### EXERCISE MATERIAL

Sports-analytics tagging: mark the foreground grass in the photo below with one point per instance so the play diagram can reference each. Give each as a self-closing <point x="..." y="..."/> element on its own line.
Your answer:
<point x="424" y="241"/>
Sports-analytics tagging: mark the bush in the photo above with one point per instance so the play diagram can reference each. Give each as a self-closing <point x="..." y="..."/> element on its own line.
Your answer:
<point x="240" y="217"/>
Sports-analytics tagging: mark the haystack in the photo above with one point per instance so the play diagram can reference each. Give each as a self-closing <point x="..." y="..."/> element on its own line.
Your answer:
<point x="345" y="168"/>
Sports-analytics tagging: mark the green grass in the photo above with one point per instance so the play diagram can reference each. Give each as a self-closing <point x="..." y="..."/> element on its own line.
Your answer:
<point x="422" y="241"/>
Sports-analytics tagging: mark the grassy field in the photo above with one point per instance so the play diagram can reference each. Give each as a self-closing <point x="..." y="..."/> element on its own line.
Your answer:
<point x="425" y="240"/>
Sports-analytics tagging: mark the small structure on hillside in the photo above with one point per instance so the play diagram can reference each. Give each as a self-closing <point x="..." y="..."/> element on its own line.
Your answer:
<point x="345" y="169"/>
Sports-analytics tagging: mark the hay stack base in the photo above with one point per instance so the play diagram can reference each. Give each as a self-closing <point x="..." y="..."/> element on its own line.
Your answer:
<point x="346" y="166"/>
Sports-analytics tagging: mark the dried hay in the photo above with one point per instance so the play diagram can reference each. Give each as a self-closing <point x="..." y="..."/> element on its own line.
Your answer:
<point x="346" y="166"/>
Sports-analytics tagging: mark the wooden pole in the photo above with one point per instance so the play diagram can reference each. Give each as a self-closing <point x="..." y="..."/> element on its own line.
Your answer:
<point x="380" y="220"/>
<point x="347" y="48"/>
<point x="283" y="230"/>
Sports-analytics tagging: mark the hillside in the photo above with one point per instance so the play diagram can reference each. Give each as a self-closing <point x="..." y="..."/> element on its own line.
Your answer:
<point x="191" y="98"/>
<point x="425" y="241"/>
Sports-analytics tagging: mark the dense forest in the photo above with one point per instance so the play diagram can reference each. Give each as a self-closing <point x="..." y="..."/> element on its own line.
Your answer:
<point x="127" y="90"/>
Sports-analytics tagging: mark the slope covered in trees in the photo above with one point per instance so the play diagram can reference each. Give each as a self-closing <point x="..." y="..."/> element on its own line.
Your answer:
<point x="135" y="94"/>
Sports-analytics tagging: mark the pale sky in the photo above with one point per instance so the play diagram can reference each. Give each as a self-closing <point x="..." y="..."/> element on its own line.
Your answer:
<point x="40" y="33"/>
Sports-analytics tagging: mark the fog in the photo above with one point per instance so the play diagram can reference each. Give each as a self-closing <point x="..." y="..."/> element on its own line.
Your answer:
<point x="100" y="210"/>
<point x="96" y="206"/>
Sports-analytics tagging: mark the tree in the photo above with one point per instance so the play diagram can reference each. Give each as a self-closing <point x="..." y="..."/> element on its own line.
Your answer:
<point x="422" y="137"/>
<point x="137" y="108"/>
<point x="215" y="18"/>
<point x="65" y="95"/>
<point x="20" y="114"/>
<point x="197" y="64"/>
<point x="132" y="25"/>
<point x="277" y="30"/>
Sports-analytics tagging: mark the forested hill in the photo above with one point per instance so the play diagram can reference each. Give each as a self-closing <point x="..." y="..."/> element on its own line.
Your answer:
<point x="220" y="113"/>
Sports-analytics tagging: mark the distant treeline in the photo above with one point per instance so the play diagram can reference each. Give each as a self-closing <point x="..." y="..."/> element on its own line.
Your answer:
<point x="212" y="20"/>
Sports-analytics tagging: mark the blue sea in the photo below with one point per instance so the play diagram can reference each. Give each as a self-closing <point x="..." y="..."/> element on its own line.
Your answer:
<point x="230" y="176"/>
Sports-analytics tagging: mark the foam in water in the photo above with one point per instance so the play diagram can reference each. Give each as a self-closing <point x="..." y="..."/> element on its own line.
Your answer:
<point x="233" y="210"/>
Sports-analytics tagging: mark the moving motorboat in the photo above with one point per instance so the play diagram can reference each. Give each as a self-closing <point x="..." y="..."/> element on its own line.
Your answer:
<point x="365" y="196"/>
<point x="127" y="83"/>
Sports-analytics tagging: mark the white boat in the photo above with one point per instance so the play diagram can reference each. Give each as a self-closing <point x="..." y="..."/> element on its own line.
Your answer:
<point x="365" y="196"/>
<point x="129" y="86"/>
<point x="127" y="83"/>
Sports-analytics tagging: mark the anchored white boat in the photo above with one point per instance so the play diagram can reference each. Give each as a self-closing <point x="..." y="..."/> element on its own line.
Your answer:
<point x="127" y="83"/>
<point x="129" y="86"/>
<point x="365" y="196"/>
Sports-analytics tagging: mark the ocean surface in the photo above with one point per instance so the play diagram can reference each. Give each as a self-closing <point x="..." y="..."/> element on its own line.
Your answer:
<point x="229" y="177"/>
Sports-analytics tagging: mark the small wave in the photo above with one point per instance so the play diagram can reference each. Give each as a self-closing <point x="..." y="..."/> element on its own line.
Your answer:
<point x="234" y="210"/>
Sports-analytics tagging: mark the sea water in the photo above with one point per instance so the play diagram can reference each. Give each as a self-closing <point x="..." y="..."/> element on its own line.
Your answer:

######

» **TASK DESCRIPTION**
From the "Sports-analytics tagging: mark the ocean" line to the close of the listing, restate each line word for word.

» **IN RESPONSE**
Sports-analytics tagging: mark the ocean surface in the photo above with one point per instance so the play diagram can reference each. Give each as a self-closing <point x="..." y="..."/> element on its own line.
Your answer:
<point x="229" y="177"/>
Sports-analytics tagging: mark the small wave in the photo above with one point per instance so the play diagram can reference each. Give each as a self-closing <point x="..." y="..."/> element on its own line.
Your answer:
<point x="234" y="210"/>
Sports-analytics tagging: mark the sea water in the photo above with one point per instance so the play diagram can reference each. Give each as a self-closing <point x="..." y="..."/> element on its own line.
Your answer:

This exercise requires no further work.